▶ **Supplied information**
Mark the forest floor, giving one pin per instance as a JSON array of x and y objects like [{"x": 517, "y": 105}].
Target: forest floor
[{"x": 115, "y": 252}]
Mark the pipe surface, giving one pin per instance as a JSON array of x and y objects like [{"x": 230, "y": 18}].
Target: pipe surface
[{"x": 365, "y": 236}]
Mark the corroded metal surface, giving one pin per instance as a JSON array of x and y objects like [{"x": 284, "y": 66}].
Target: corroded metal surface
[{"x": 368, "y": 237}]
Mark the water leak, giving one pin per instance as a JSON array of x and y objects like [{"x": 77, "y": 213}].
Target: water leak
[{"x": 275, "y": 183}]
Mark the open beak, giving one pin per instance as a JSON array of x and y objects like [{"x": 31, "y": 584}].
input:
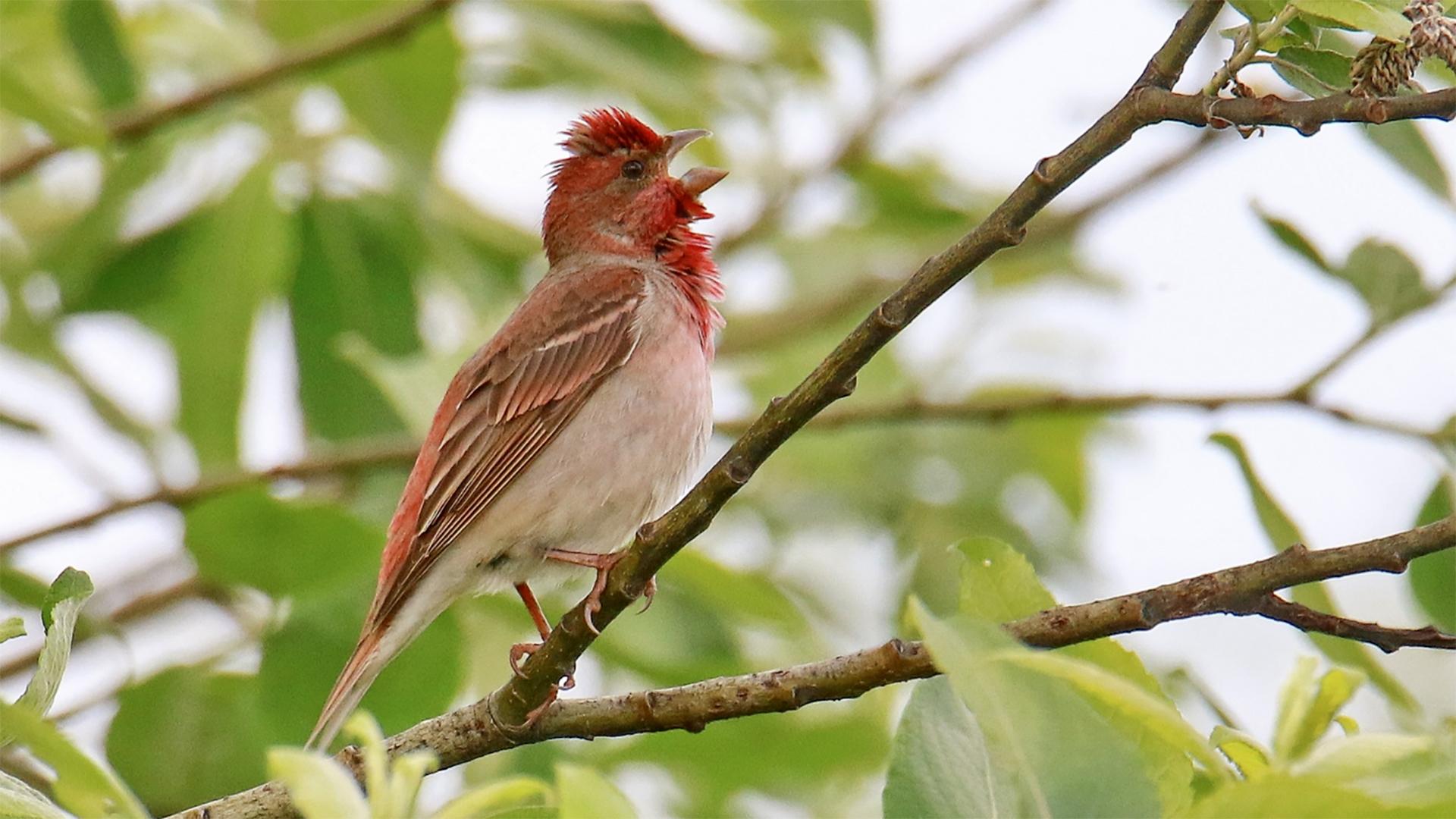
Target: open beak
[{"x": 698, "y": 180}]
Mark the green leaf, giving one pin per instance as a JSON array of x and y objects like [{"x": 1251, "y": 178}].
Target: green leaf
[
  {"x": 1122, "y": 695},
  {"x": 11, "y": 627},
  {"x": 1244, "y": 751},
  {"x": 510, "y": 795},
  {"x": 1292, "y": 240},
  {"x": 63, "y": 607},
  {"x": 200, "y": 283},
  {"x": 187, "y": 736},
  {"x": 1329, "y": 67},
  {"x": 281, "y": 547},
  {"x": 1433, "y": 576},
  {"x": 20, "y": 800},
  {"x": 1258, "y": 11},
  {"x": 1308, "y": 708},
  {"x": 1386, "y": 279},
  {"x": 1283, "y": 534},
  {"x": 587, "y": 795},
  {"x": 1280, "y": 795},
  {"x": 319, "y": 787},
  {"x": 1059, "y": 754},
  {"x": 1357, "y": 15},
  {"x": 66, "y": 124},
  {"x": 940, "y": 764},
  {"x": 405, "y": 93},
  {"x": 1400, "y": 770},
  {"x": 1407, "y": 146},
  {"x": 357, "y": 264},
  {"x": 82, "y": 786},
  {"x": 93, "y": 30}
]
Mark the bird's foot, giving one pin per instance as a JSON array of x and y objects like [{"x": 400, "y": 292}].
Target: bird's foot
[
  {"x": 525, "y": 651},
  {"x": 648, "y": 592},
  {"x": 536, "y": 713}
]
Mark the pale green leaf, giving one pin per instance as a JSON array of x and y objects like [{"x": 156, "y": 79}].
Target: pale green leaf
[
  {"x": 19, "y": 800},
  {"x": 1060, "y": 757},
  {"x": 1120, "y": 694},
  {"x": 318, "y": 786},
  {"x": 498, "y": 798},
  {"x": 1242, "y": 749},
  {"x": 63, "y": 607},
  {"x": 82, "y": 786},
  {"x": 587, "y": 795},
  {"x": 940, "y": 764},
  {"x": 11, "y": 627}
]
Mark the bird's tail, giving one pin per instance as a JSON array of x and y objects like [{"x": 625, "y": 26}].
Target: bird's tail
[{"x": 359, "y": 673}]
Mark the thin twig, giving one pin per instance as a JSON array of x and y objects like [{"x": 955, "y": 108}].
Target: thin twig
[
  {"x": 137, "y": 123},
  {"x": 1383, "y": 637},
  {"x": 363, "y": 457},
  {"x": 472, "y": 732}
]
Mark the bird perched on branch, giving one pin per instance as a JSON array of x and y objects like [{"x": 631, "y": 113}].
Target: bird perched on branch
[{"x": 582, "y": 419}]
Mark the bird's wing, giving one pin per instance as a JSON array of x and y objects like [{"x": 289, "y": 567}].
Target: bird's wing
[{"x": 504, "y": 406}]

▶ **What to work on**
Please rewrite all of the material above, swapping "pin" for "point" wherever it appears and changing nothing else. Leave out the pictures.

▶ **Exercise result**
Mark the forest floor, giving one point per instance as a JSON array of x and y objects like [{"x": 517, "y": 105}].
Target: forest floor
[{"x": 115, "y": 252}]
Mark the pipe surface, giving one point per instance as a JSON array of x and y objects like [{"x": 230, "y": 18}].
Target: pipe surface
[{"x": 365, "y": 236}]
Mark the corroded metal surface, giving one point per instance as a JSON array of x and y objects like [{"x": 284, "y": 66}].
Target: corroded metal surface
[{"x": 368, "y": 237}]
Mark the water leak, giving one point per instance as a JSON array of x and y objects like [{"x": 77, "y": 213}].
Target: water leak
[{"x": 275, "y": 183}]
Mark the open beak, giving one point per instance as a JSON array of x and y objects like [{"x": 31, "y": 584}].
input:
Target: open beak
[{"x": 698, "y": 180}]
Mark the green leaf, giving one point per instance as a JSON array of x and y objects like [{"x": 1251, "y": 178}].
Target: green leaf
[
  {"x": 1122, "y": 695},
  {"x": 11, "y": 627},
  {"x": 1244, "y": 751},
  {"x": 510, "y": 795},
  {"x": 1292, "y": 240},
  {"x": 63, "y": 607},
  {"x": 200, "y": 283},
  {"x": 187, "y": 736},
  {"x": 1329, "y": 67},
  {"x": 281, "y": 547},
  {"x": 1433, "y": 576},
  {"x": 20, "y": 800},
  {"x": 1258, "y": 11},
  {"x": 1308, "y": 708},
  {"x": 1386, "y": 279},
  {"x": 1283, "y": 534},
  {"x": 587, "y": 795},
  {"x": 1280, "y": 795},
  {"x": 319, "y": 787},
  {"x": 1059, "y": 754},
  {"x": 1357, "y": 15},
  {"x": 66, "y": 124},
  {"x": 940, "y": 764},
  {"x": 405, "y": 93},
  {"x": 1400, "y": 770},
  {"x": 1407, "y": 146},
  {"x": 357, "y": 264},
  {"x": 82, "y": 786},
  {"x": 93, "y": 30}
]
Mark the bird's foot, giving one point per instance as a JSON array of x and y objects like [{"x": 400, "y": 292}].
Target: bird's foot
[
  {"x": 525, "y": 651},
  {"x": 648, "y": 592},
  {"x": 536, "y": 713}
]
Mark the pale green leaf, giving one point per instance as a JSON array of x and y objects like [{"x": 156, "y": 79}].
Target: pale green leaf
[
  {"x": 19, "y": 800},
  {"x": 1060, "y": 757},
  {"x": 1120, "y": 694},
  {"x": 318, "y": 786},
  {"x": 498, "y": 798},
  {"x": 1242, "y": 749},
  {"x": 63, "y": 607},
  {"x": 82, "y": 786},
  {"x": 587, "y": 795},
  {"x": 940, "y": 764},
  {"x": 11, "y": 627}
]
Mark the bird's tail, giving one point per instance as a JSON array of x and y objects like [{"x": 625, "y": 26}].
Target: bird's tail
[{"x": 359, "y": 673}]
Mark the thin twig, giving one point per instance as a JSON array of x and y objects like [{"x": 955, "y": 108}].
Target: thin twig
[
  {"x": 137, "y": 123},
  {"x": 1383, "y": 637},
  {"x": 363, "y": 457},
  {"x": 472, "y": 732}
]
Mark the bird perched on branch, giving one point per instance as a JSON array of x and y objects like [{"x": 631, "y": 113}].
Target: bird perched on branch
[{"x": 582, "y": 419}]
Mark the bird's wing, giving one point per instance as a JSON array of x and y objects like [{"x": 289, "y": 567}].
Target: bird's wing
[{"x": 504, "y": 406}]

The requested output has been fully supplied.